Work request 1: Translate this sentence from the court opinion below into Spanish: "Plaintiff's objections are without merit."
Work request 2: In the court opinion below, write out the stretch from "We agree with" through "to that treatment." again, switching "Hepatitis C" to "liver disease".

We agree with magistrate judge's determination that plaintiff's claim against defendant
regarding the treatment of his Hepatitis C was dismissed at the pleading stage and the claim
remaining for consideration relates solely to plaintiff's complaints of pain arising in conjunction
with the treatment he sought for his Hepatitis C. But assuming for the sake of argument that that
ruling was erroneous, defendant nevertheless would be entitled to judgment "on all claims
remaining in the case" because the construction of the record, law and reasoning in the
magistrate judge's report and recommendation as augmented herein would apply with equal force
to both plaintiff's claim involving the treatment he received for his Hepatitis C and the pain he
experienced and was required to endure in relation to that treatment.
Plaintiff's objections are without merit. Plaintiff's efforts to whitewash the course of
treatment he received under the supervision of defendant into a case of "failure to treat" on the
grounds that "the treatment provided was so cursory that it amounted to no treatment at all" is
unavailing. Plaintiff's Brief in Opposition (Doc. No. 162) at 6, 13. Although less than cutting
edge, the treatment that plaintiff did receive for his Hepatitis C did not fall to a level implicating
the "broad and idealistic concepts of dignity, civilized standards, humanity and decency" that
provide the underpinnings for defining the reaches of the Eight Amendment. Estelle v. Gamble,
429 U.S. 97, 102 (1976). And with regard to the pain that plaintiff suffered over the course of
his incarceration at the Lawrence County jail, the record fails to contain sufficient evidence to
support a finding either that defendant caused plaintiff to endure an unnecessary or wonton
infliction of pain or that defendant was otherwise deliberately indifferent to the complaints and
symptoms of pain that plaintiff did have when he presented for treatment.

(Dataset excerpts)
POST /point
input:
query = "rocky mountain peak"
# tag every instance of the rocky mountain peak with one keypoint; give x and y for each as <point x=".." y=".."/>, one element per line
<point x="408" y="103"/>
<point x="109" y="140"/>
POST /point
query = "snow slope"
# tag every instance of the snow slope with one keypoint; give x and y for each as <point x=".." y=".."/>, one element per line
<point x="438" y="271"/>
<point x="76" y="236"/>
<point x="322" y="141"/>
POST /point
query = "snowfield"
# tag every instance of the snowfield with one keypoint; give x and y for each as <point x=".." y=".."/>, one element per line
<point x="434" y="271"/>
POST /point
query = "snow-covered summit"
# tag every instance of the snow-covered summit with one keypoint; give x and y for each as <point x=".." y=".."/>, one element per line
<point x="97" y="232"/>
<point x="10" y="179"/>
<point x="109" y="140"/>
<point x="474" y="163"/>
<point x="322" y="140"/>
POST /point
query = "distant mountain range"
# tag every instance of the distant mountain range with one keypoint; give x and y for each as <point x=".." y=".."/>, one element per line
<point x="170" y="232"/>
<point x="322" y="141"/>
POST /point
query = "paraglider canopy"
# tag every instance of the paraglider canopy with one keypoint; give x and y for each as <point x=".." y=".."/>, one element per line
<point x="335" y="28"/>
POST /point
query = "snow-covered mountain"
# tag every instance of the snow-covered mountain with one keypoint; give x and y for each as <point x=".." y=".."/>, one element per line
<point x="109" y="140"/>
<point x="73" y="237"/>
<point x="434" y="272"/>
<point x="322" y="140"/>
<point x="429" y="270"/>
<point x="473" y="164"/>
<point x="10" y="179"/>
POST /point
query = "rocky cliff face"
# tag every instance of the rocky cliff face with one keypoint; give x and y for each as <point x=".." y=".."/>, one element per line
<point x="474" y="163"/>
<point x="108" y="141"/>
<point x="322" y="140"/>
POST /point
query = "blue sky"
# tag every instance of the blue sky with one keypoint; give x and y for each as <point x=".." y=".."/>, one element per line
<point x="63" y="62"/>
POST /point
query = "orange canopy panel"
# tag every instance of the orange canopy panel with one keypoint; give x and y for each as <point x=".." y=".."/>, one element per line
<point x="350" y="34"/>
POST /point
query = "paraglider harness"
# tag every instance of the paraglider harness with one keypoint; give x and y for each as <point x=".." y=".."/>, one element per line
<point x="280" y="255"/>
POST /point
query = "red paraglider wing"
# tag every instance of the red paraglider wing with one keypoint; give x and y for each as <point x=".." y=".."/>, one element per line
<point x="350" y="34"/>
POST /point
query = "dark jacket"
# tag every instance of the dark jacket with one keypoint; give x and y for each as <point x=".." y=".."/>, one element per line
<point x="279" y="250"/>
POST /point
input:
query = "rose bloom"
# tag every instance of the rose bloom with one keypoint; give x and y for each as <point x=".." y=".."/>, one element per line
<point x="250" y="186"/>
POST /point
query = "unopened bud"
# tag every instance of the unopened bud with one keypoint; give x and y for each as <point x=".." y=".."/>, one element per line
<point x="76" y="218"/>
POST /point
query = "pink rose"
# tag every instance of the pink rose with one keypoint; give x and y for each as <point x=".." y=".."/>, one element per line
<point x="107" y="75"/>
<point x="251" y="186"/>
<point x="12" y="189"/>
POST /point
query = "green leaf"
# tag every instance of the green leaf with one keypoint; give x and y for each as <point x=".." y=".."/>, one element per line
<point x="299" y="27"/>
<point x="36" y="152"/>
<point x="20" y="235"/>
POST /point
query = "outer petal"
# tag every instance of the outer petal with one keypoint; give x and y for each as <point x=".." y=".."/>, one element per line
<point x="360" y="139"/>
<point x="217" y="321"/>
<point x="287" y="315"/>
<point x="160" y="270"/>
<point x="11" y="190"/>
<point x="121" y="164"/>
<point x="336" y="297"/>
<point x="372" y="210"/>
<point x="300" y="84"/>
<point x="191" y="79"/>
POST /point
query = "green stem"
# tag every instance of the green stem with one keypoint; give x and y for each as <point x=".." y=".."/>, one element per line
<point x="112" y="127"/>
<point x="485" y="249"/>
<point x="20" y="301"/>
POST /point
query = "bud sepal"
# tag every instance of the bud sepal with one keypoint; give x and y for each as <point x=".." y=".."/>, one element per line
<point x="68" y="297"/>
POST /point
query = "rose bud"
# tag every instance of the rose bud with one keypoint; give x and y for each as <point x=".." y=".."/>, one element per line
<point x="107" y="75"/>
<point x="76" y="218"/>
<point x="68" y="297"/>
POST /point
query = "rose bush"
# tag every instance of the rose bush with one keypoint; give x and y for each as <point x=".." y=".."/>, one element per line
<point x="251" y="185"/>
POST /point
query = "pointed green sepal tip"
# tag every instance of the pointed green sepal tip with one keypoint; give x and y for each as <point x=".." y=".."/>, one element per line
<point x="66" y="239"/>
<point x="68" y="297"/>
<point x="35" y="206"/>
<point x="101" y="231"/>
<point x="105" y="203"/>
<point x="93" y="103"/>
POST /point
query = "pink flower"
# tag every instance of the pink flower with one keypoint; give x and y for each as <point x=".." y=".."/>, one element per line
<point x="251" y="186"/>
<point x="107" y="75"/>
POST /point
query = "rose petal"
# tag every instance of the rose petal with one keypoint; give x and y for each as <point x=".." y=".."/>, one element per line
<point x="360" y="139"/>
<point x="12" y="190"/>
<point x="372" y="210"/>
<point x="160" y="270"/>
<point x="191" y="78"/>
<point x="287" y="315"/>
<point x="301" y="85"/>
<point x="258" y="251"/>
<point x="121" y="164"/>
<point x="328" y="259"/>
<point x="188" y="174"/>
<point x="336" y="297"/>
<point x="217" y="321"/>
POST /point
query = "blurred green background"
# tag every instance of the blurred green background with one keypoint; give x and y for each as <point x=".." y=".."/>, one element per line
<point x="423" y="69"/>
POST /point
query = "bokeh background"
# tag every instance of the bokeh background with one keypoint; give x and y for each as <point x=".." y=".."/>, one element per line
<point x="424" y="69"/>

Reply 1: Las objeciones del demandante carecen de fundamento.

Reply 2:
We agree with magistrate judge's determination that plaintiff's claim against defendant
regarding the treatment of his liver disease was dismissed at the pleading stage and the claim
remaining for consideration relates solely to plaintiff's complaints of pain arising in conjunction
with the treatment he sought for his liver disease. But assuming for the sake of argument that that
ruling was erroneous, defendant nevertheless would be entitled to judgment "on all claims
remaining in the case" because the construction of the record, law and reasoning in the
magistrate judge's report and recommendation as augmented herein would apply with equal force
to both plaintiff's claim involving the treatment he received for his liver disease and the pain he
experienced and was required to endure in relation to that treatment.